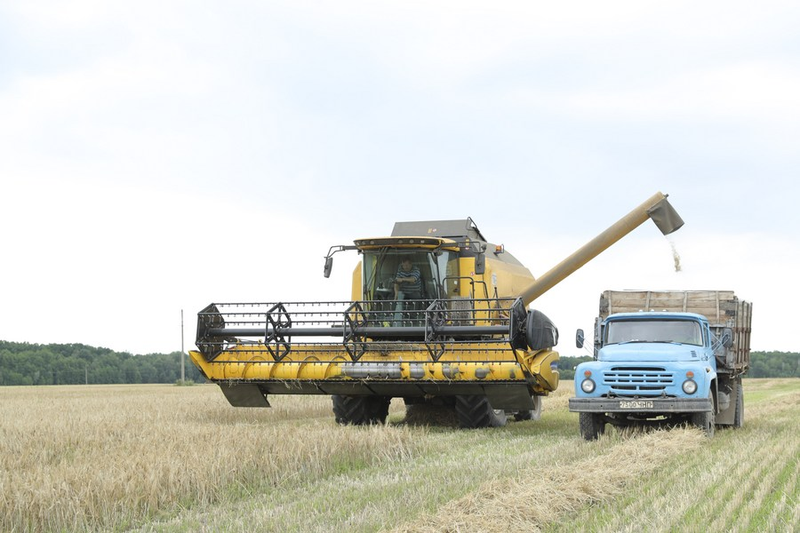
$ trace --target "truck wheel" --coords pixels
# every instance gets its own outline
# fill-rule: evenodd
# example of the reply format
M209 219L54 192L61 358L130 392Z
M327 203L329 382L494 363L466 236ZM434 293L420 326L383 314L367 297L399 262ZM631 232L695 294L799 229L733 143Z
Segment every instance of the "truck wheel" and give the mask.
M740 428L744 425L744 387L742 378L736 380L736 410L733 412L733 427Z
M717 422L717 408L714 405L714 393L708 393L708 399L711 400L711 411L705 413L693 413L692 425L697 426L706 433L706 437L714 436L714 427Z
M531 396L531 400L533 400L535 407L527 411L517 411L514 413L514 420L520 422L522 420L539 420L542 418L542 397Z
M334 394L333 414L337 424L367 426L385 424L391 398L384 396L341 396Z
M456 415L462 428L499 428L507 421L505 411L493 409L486 396L456 396Z
M578 413L581 437L586 440L597 440L606 432L606 423L600 413Z

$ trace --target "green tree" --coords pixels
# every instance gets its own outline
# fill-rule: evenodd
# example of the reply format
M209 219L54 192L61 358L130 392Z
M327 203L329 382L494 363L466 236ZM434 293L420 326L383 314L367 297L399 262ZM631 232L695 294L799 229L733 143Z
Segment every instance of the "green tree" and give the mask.
M560 357L558 360L559 379L569 381L575 379L575 368L584 361L591 361L588 355L578 357Z

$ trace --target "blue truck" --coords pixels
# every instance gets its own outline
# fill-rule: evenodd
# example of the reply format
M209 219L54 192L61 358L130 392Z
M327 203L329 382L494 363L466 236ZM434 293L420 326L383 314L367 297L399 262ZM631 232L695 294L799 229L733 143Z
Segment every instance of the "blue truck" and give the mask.
M569 400L581 436L595 440L607 424L689 423L709 437L741 427L751 319L752 305L732 291L603 292L594 360L575 369Z

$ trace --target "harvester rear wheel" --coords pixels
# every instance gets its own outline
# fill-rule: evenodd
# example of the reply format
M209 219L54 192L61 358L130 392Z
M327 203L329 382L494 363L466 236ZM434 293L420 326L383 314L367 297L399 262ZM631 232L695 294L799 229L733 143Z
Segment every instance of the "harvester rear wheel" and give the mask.
M578 413L581 437L586 440L597 440L606 432L606 422L601 413Z
M336 423L353 426L385 424L391 398L384 396L341 396L334 394Z
M499 428L507 420L505 411L493 409L486 396L456 396L456 415L462 428Z

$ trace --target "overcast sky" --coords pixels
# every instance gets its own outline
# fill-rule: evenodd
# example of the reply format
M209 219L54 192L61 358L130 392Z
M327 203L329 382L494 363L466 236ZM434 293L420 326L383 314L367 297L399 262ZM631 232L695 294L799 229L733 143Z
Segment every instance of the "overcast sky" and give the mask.
M605 289L726 289L800 351L800 4L0 2L0 339L194 343L211 302L341 300L334 244L472 217L579 355ZM673 250L680 256L676 272Z

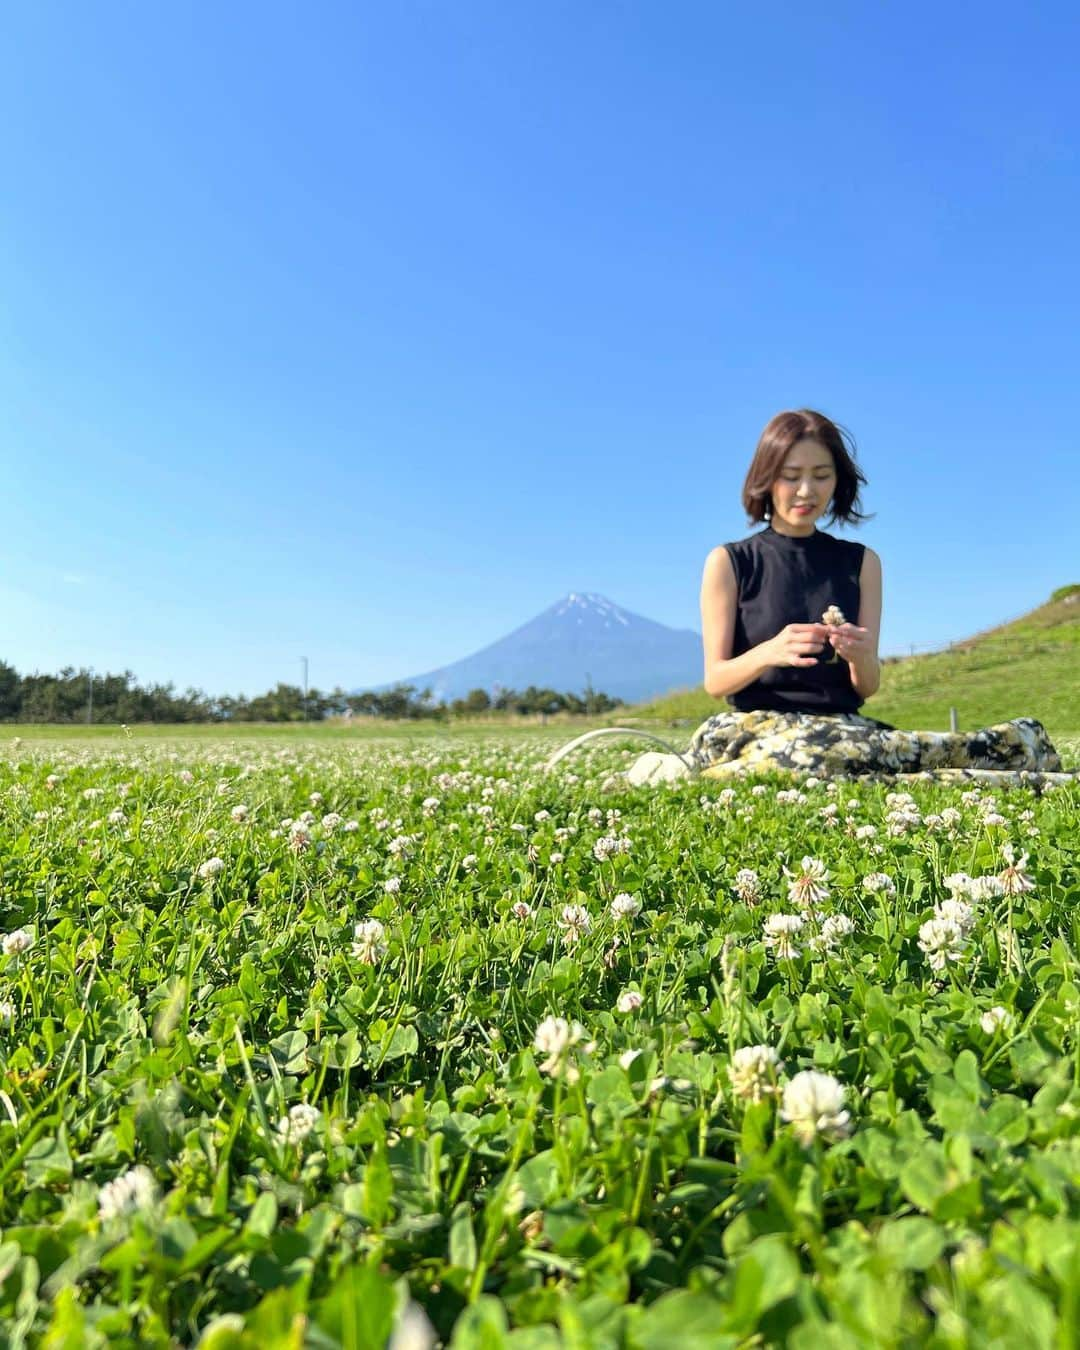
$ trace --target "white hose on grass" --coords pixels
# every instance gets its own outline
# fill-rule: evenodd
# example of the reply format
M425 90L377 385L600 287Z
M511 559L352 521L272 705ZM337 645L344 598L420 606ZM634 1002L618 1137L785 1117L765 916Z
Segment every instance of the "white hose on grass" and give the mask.
M662 745L669 754L675 755L678 759L682 760L692 775L696 776L698 773L697 765L691 760L688 760L686 756L676 750L673 745L670 745L660 736L654 736L651 731L639 731L637 727L600 727L596 731L586 731L582 736L575 736L574 739L564 745L561 750L555 751L544 765L545 772L548 769L553 769L555 765L558 764L559 760L565 759L571 751L577 750L580 746L583 746L586 741L594 740L597 736L640 736L643 740L654 741L657 745Z

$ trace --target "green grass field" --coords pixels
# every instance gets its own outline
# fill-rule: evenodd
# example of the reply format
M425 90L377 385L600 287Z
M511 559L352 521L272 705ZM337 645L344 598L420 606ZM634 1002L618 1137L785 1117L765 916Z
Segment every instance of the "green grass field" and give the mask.
M50 731L0 755L3 1350L1078 1343L1075 786Z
☆ ☆ ☆ ☆ ☆ ☆ ☆
Goal of the exercise>
Output every entry verbatim but skip the pictures.

Response area>
$ trace --target "truck wheel" --coords pixels
# every instance gets its own outline
# fill-rule: evenodd
# example of the reply format
M209 219L54 192L61 358L130 392Z
M327 203L329 382L494 363L466 236ZM434 293L420 326L383 314L367 297L399 262ZM631 232L695 294L799 229L733 143Z
Segment every instance of the "truck wheel" and give the mask.
M740 428L744 425L744 387L742 378L736 380L736 410L733 412L733 427Z
M717 422L717 408L714 405L714 393L708 393L708 399L711 400L711 411L705 413L693 413L692 425L697 426L706 433L706 437L714 436L714 427Z
M531 396L531 400L533 400L535 407L527 411L517 411L514 413L514 420L520 422L522 420L539 420L542 418L542 397Z
M334 394L333 414L337 424L367 426L385 424L391 398L384 396L341 396Z
M456 415L462 428L499 428L507 421L505 411L493 409L486 396L456 396Z
M578 413L581 437L586 440L597 440L606 432L606 423L600 413Z

$ trace --target "green tree" --coords pixels
# every instance gets its own outline
# fill-rule: evenodd
# example of the reply format
M209 219L54 192L61 358L130 392Z
M327 203L329 382L494 363L466 236ZM434 293L420 326L383 314L367 297L399 262ZM631 232L695 294L799 229L733 143Z
Segment every instance of the "green tree" and give the mask.
M560 357L558 360L559 379L569 381L575 379L575 368L584 361L591 361L588 355L578 357Z

$ trace --target "blue truck" --coords pixels
# every instance gets its own outline
# fill-rule: evenodd
# example of the reply format
M209 219L54 192L61 358L130 392Z
M327 203L329 382L494 363L466 236ZM434 293L420 326L383 314L367 297L399 262ZM631 232L695 294L799 229L733 143Z
Segment every instance of the "blue truck" and give the mask.
M569 400L581 436L595 440L607 424L689 423L709 437L741 427L751 319L752 305L732 291L603 292L594 360L575 369Z

$ trace --target "harvester rear wheel" --coords pixels
# every instance gets its own outline
# fill-rule: evenodd
# example of the reply format
M209 219L54 192L61 358L130 392Z
M327 203L329 382L494 363L466 236ZM434 293L420 326L383 314L367 297L399 262ZM631 232L695 294L799 229L733 143Z
Segment every instance of the "harvester rear wheel" and give the mask.
M578 413L581 437L586 440L597 440L606 432L606 422L601 413Z
M336 423L353 426L385 424L391 398L384 396L341 396L334 394Z
M499 428L507 420L505 411L493 409L486 396L456 396L456 415L462 428Z

$ trace --target "overcast sky" --coords pixels
# every instance gets its own outline
# fill-rule: evenodd
# example of the reply format
M209 219L54 192L61 358L130 392Z
M327 203L329 382L494 363L466 236ZM434 293L420 326L383 314L367 297L399 262ZM631 232L695 294L799 229L733 143Z
Segment every instance of the "overcast sky" and give the mask.
M605 289L726 289L800 351L800 4L0 2L0 339L194 343L211 302L341 300L334 244L472 217L579 355ZM673 250L680 256L676 272Z

$ trace --target "white hose on grass" --coords pixels
# every instance gets its own outline
# fill-rule: evenodd
# example of the reply format
M425 90L377 385L600 287Z
M511 559L352 521L272 705ZM337 645L344 598L420 606ZM634 1002L618 1137L785 1117L765 916Z
Segment every instance of the "white hose on grass" and give the mask.
M662 745L669 754L675 755L678 759L682 760L692 775L696 776L698 773L697 765L691 760L688 760L686 756L676 750L673 745L670 745L660 736L654 736L651 731L639 731L637 727L600 727L596 731L586 731L582 736L575 736L574 739L564 745L561 750L555 751L544 765L545 772L548 769L553 769L555 765L558 764L559 760L565 759L571 751L577 750L580 746L583 746L586 741L594 740L597 736L640 736L643 740L654 741L657 745Z

$ trace --target "green grass field" --coords pixels
# every instance gets its own outline
# fill-rule: evenodd
# example of the reply format
M425 90L377 385L600 287Z
M511 559L352 521L272 705ZM337 645L344 598L420 606ZM634 1002L618 1137L785 1117L765 916Z
Segment every instance of the "green grass field" and give the mask.
M50 731L0 755L3 1350L1078 1343L1075 786Z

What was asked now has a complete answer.